> QUÉ DEBES HACER: Por favor, indica todas las líneas de los datos que contengan la palabra "plastic" y cópialas completas. Distingue entre mayúsculas y minúsculas.

☆ ☆ ☆ ☆

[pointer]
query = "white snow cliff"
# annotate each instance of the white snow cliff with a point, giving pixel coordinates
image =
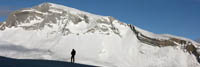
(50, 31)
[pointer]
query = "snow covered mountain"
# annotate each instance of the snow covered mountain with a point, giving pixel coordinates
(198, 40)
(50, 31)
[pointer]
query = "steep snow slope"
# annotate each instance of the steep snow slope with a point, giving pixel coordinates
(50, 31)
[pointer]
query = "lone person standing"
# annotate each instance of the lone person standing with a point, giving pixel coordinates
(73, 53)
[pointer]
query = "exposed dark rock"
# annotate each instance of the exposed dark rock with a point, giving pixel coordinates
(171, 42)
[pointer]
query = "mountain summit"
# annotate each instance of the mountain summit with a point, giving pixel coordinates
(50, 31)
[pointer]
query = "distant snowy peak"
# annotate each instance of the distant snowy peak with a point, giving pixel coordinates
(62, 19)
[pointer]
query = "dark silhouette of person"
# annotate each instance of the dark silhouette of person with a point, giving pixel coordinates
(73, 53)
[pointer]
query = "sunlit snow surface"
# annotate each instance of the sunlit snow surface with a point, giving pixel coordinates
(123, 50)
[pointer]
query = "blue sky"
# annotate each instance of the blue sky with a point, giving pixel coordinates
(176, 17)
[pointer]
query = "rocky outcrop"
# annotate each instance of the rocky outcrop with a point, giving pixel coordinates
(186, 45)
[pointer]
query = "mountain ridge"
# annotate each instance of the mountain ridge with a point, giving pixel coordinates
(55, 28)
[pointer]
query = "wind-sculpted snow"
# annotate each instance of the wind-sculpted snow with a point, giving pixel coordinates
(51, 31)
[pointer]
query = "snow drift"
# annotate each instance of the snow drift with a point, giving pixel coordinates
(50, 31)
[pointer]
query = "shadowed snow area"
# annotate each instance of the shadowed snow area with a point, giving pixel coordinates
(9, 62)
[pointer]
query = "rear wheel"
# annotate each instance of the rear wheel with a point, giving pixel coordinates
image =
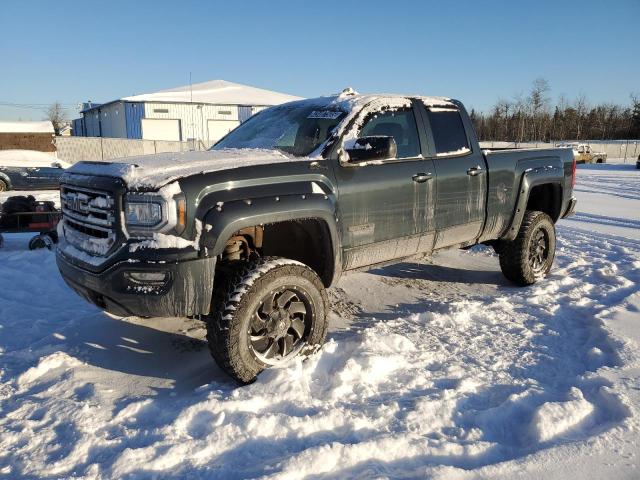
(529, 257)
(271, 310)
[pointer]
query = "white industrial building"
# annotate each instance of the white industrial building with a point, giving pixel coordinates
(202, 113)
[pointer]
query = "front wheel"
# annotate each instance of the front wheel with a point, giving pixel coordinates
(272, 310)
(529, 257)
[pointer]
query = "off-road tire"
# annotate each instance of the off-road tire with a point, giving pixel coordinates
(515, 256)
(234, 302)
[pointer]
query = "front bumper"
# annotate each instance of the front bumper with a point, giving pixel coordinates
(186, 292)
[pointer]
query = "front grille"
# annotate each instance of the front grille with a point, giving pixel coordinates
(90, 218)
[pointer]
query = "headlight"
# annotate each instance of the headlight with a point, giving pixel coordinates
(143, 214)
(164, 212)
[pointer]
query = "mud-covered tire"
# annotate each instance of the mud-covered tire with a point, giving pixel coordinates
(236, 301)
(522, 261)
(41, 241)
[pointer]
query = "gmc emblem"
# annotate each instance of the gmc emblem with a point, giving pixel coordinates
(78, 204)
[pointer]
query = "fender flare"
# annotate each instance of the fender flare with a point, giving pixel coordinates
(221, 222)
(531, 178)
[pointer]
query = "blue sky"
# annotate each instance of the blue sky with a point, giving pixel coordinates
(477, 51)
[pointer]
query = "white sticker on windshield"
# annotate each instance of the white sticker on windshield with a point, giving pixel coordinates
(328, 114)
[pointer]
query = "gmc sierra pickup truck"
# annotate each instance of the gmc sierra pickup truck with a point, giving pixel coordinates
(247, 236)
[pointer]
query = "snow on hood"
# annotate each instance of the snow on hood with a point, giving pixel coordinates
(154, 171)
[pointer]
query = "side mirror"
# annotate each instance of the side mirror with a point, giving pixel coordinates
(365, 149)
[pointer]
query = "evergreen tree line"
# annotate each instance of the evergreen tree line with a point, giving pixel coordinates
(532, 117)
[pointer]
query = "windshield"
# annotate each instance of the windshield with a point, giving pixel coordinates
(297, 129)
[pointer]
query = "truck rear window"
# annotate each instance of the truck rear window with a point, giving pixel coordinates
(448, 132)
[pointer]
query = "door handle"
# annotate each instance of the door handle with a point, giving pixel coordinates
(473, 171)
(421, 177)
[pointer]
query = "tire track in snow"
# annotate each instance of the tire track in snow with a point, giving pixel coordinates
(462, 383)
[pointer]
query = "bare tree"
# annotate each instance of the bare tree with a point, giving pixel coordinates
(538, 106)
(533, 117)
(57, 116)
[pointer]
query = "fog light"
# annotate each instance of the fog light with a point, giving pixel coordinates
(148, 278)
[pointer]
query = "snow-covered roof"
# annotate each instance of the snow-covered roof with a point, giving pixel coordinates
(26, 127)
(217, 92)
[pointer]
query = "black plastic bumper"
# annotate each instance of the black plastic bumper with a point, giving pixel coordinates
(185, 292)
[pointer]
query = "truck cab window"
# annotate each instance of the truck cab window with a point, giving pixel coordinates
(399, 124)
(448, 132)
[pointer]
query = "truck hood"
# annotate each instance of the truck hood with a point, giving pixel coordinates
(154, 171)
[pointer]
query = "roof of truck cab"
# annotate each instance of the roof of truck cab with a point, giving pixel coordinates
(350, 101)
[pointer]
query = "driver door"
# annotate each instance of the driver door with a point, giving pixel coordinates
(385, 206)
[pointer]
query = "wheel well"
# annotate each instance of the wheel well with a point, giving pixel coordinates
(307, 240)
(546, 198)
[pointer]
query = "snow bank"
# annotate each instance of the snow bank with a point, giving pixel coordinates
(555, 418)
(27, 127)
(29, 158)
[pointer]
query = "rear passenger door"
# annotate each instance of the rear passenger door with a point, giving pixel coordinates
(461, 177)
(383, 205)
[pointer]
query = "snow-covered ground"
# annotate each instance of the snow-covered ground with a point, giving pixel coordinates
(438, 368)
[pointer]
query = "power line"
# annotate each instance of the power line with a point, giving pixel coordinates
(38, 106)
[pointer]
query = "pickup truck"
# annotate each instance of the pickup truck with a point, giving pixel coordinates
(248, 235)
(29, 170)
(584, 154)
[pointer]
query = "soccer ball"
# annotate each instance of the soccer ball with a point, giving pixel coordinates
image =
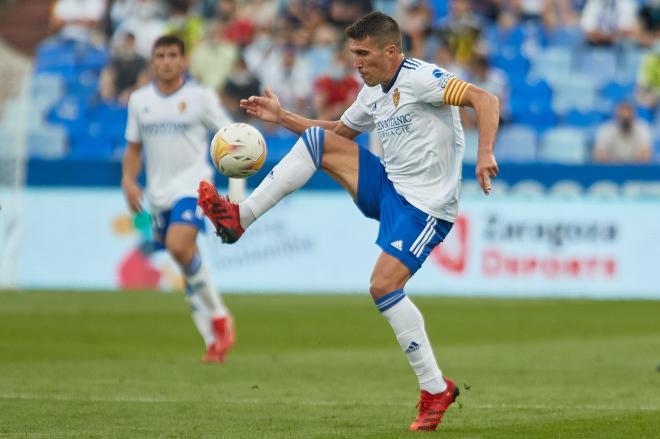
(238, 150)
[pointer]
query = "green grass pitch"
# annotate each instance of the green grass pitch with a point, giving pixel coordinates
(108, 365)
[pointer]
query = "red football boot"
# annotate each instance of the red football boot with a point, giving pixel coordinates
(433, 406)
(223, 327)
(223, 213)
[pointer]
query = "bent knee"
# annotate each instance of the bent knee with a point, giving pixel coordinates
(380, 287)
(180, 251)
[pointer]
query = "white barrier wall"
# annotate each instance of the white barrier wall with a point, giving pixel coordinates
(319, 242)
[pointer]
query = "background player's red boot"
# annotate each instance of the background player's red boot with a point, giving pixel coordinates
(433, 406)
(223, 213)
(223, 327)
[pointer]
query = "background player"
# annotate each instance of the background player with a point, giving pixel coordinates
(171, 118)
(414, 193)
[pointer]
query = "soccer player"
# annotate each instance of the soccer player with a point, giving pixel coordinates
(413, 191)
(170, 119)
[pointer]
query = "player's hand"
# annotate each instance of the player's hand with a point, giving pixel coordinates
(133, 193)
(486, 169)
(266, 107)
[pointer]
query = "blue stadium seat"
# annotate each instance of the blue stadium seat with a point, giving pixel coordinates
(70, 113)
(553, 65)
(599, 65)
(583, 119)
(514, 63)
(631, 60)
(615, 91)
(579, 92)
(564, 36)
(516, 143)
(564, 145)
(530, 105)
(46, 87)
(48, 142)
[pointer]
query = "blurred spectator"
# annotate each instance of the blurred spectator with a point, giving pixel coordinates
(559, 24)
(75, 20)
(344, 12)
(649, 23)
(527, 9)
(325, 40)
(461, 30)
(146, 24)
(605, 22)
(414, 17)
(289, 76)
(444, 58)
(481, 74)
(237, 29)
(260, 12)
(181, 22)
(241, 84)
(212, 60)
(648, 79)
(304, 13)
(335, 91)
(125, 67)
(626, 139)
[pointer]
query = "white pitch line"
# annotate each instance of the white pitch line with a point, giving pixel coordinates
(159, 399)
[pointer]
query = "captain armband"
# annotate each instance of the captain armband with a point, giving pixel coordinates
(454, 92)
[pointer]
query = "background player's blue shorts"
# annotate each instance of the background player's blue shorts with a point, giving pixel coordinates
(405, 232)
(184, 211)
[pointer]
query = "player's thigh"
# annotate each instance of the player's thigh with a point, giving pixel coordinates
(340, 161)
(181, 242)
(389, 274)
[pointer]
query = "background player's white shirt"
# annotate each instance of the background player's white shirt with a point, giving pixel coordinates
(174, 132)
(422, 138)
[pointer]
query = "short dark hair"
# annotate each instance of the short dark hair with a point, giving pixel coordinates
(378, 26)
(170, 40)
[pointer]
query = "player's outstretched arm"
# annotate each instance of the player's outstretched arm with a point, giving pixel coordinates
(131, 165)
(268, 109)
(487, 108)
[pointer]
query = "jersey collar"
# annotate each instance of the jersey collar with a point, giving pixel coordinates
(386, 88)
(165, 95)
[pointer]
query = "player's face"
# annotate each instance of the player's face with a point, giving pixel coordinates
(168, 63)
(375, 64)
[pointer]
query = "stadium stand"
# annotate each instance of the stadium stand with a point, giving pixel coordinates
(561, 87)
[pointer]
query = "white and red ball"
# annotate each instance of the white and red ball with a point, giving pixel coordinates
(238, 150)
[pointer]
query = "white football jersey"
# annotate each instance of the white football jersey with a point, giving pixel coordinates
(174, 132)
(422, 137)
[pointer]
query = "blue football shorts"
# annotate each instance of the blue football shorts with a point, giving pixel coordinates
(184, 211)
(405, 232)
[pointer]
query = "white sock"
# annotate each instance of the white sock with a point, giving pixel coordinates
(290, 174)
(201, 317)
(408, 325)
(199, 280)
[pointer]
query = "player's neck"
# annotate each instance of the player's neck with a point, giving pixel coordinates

☆ ☆ ☆ ☆

> RESPUESTA FINAL:
query = "black plastic bumper"
# annotate each instance of the black plastic bumper with a point, giving pixel coordinates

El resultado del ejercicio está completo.